Activity = The entries that follow should be reproduced exactly, with no images carried over.

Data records
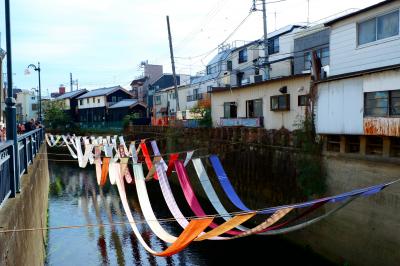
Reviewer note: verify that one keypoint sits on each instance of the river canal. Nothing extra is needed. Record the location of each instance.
(76, 199)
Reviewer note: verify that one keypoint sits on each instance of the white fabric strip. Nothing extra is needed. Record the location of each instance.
(210, 192)
(171, 202)
(145, 205)
(156, 152)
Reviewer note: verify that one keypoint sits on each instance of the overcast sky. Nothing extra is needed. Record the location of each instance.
(102, 42)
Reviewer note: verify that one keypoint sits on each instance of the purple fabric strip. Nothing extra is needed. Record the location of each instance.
(191, 197)
(234, 198)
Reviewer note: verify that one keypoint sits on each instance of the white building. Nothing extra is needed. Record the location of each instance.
(272, 104)
(27, 106)
(361, 97)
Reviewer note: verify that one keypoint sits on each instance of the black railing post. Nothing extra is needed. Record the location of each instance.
(11, 113)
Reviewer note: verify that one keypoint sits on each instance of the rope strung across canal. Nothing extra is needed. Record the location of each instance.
(112, 166)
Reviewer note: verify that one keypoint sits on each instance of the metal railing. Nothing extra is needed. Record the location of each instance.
(28, 147)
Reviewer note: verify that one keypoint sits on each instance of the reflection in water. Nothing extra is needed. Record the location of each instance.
(76, 199)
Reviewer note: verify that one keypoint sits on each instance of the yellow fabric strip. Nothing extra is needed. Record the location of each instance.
(230, 224)
(270, 221)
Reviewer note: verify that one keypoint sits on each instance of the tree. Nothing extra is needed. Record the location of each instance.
(55, 117)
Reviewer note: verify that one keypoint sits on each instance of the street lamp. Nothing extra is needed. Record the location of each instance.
(2, 56)
(27, 72)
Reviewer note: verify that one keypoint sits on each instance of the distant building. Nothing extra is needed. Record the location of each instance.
(69, 103)
(358, 104)
(271, 104)
(140, 86)
(27, 106)
(94, 105)
(129, 107)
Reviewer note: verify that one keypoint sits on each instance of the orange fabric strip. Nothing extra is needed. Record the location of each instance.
(194, 228)
(104, 170)
(147, 158)
(171, 164)
(225, 227)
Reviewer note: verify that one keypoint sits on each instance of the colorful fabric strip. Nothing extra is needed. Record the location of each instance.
(191, 196)
(194, 228)
(210, 192)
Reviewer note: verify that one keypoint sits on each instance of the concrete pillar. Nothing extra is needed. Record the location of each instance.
(386, 147)
(363, 145)
(343, 142)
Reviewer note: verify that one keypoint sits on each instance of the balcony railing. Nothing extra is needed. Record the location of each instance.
(28, 147)
(195, 97)
(242, 121)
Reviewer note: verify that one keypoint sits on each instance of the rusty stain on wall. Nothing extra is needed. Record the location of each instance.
(382, 126)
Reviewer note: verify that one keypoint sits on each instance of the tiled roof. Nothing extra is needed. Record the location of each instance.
(126, 103)
(101, 92)
(71, 94)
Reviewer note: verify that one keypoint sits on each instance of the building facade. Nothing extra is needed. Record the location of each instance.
(358, 108)
(27, 106)
(272, 104)
(69, 103)
(94, 105)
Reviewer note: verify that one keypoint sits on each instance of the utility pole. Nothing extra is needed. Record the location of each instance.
(265, 63)
(171, 50)
(11, 122)
(70, 81)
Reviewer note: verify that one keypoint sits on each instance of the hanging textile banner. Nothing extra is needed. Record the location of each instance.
(190, 196)
(210, 192)
(177, 214)
(194, 228)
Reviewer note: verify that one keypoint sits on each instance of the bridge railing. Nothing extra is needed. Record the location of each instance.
(28, 147)
(6, 170)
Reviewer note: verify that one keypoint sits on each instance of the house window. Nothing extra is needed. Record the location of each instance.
(254, 108)
(229, 65)
(230, 110)
(280, 102)
(243, 56)
(376, 103)
(378, 28)
(322, 54)
(303, 100)
(307, 60)
(211, 69)
(157, 99)
(273, 45)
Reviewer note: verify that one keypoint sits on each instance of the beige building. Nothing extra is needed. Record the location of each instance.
(273, 104)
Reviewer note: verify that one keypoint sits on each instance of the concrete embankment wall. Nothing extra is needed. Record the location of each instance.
(366, 232)
(27, 210)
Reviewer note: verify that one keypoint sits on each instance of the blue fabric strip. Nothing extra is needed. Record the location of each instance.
(234, 198)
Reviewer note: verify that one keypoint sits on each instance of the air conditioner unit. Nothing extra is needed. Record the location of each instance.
(245, 81)
(257, 78)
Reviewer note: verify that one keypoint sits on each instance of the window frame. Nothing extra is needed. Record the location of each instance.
(273, 45)
(230, 104)
(243, 56)
(390, 112)
(279, 108)
(375, 18)
(307, 99)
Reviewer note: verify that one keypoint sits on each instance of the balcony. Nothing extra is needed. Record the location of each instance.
(196, 97)
(242, 122)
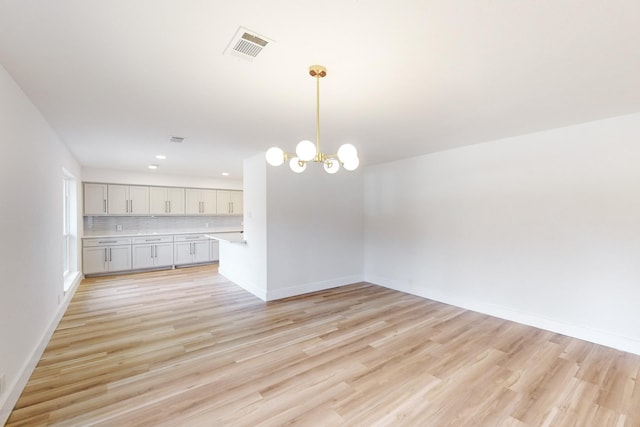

Answer to the exercise =
Reviewer note: verify that one keypoint sits on each instance of the river canal. Nothing extra is needed. Record the location of each instance.
(76, 199)
Reviewer note: verify that one keypoint sits on each instance of the white fabric strip. Nothing extra is needed. Record the location of each instance.
(210, 192)
(171, 202)
(145, 205)
(156, 152)
Reviewer note: verify that one keypoint sits on each instance of the overcast sky. Nothing extra is needed. Record the location of each instance.
(102, 42)
Reviewer note: verify that one keypoint sits on each instance of the purple fabric strip. Nothing extra is needed. Record the location of each instance.
(191, 197)
(234, 198)
Reviewer note: verify that one keypoint sits on each instance of the white building. Nothing extra is needed. Record the location of each instance.
(272, 104)
(27, 106)
(361, 97)
Reviewer note: verify that one keypoint sits on each instance of the black railing post. Nothing extra is needed. Record the location of each instance.
(11, 113)
Reviewer note: verify that one keypoint sits on each instance of the rope strung across canal. Nothing extra is needed. Record the location of each instance.
(112, 166)
Reviewer note: verify that one keypoint sits on each instance of the metal railing. Nothing extra is needed. Record the location of each instance.
(28, 147)
Reviewer note: verify that one keypoint sits on each instance of the reflection in water. Nothing extra is needed. Record the location of each instance.
(76, 199)
Reviewer note: verify that one keypoint sits on each instance of the yellow fabric strip. Nothing extra is needed. Record the location of each instance.
(230, 224)
(270, 221)
Reviewer note: verify that one keypoint sits on each instance of the tree. Nothing extra is needed. Record the location of each instance.
(55, 117)
Reviewer note: verify that one keypoint sits on each instance of the street lamp. Nothing extra is needed. Record the location of each instance.
(2, 56)
(27, 72)
Reviewer note: verify that one keypoint sits on each instance of the distant building. Nothing extra is needed. Record the location of each instance.
(69, 103)
(358, 104)
(271, 104)
(140, 86)
(27, 106)
(94, 105)
(129, 107)
Reviewer note: verify that one keypoint sits on each instance of the orange fabric strip. Nothing extra is needed. Record the location of each instance.
(194, 228)
(104, 170)
(147, 158)
(171, 164)
(225, 227)
Reviewer note: verify that one keypoint sits on each instance of the colorful fabric strip. Nothing extra is needed. Record the location of each instance.
(191, 196)
(194, 228)
(210, 192)
Reviewer note: verify that one keypoint sits on each instance of the concrete pillar. Nothing extra is needed. Record the location of each instance.
(386, 147)
(363, 145)
(343, 142)
Reviewer note: verify that one keypoint sits on each instance of the balcony railing. Nothing extra is needed. Record the location of each instance.
(28, 147)
(195, 97)
(242, 121)
Reviewer note: verify that one keypoint sits on each instance of the rusty stain on wall. Nothing extra is needed. Record the location of each instance.
(382, 126)
Reviewer note: verify that one keypoint sits on each instance of the tiled roof. Nothing extra is needed. Record the location of each instance.
(126, 103)
(101, 92)
(71, 94)
Reviewer note: verify that one keypoint sits on each instance of the building facade. Nothing extra is needed. Record the location of each instance.
(358, 108)
(27, 106)
(272, 104)
(69, 103)
(94, 105)
Reviewer note: verify that one keypoint sits on each instance of the utility pole. Nothing extra is needed. Record the location of each instance.
(265, 63)
(171, 50)
(11, 122)
(70, 81)
Reviewer note: verify that one keypoint sits on each instance of the hanging textile banner. Nothing extra is needed. Record the location of each instance.
(190, 196)
(210, 192)
(177, 214)
(194, 228)
Reviewer note: verify that one keypoint sits on each instance of the bridge railing. Nothing extra is needed. Record the location of each instance.
(28, 147)
(6, 170)
Reviewer note: verify that one keypoint sits on each instance of the house window. Nothing extra is needed. Record the location of each instance.
(254, 108)
(229, 65)
(230, 110)
(280, 102)
(243, 56)
(376, 103)
(378, 28)
(322, 54)
(303, 100)
(307, 60)
(211, 69)
(157, 99)
(273, 45)
Reviewer note: verify that one keypoint sits on each instance of the beige building. Nothing extra is needed. Record the location of each instance.
(273, 104)
Reviewer note: verify that one keypoint sits on each instance of the concrete embankment wall. Nothing extra is needed. Record the location of each instance.
(366, 232)
(27, 210)
Reviewer note: verify that one keypoint sits on each instance of the blue fabric strip. Nothing extra is needed. Record the location of each instance.
(234, 198)
Reviewer note: verify that one keypoint sits on each instance of the air conditioner unit. Nothing extra is needed. Record the location of each instance.
(245, 81)
(257, 78)
Reviewer note: verify that one keypoint sits on each instance of the window frame. Nothing extra is needed. Record the location of each instance.
(273, 45)
(230, 104)
(243, 56)
(390, 112)
(279, 108)
(375, 18)
(307, 99)
Reviewer note: verify that one keypoint sits on each instance of the balcony. Nothing extra is needed. Record the location of each instance.
(196, 97)
(242, 122)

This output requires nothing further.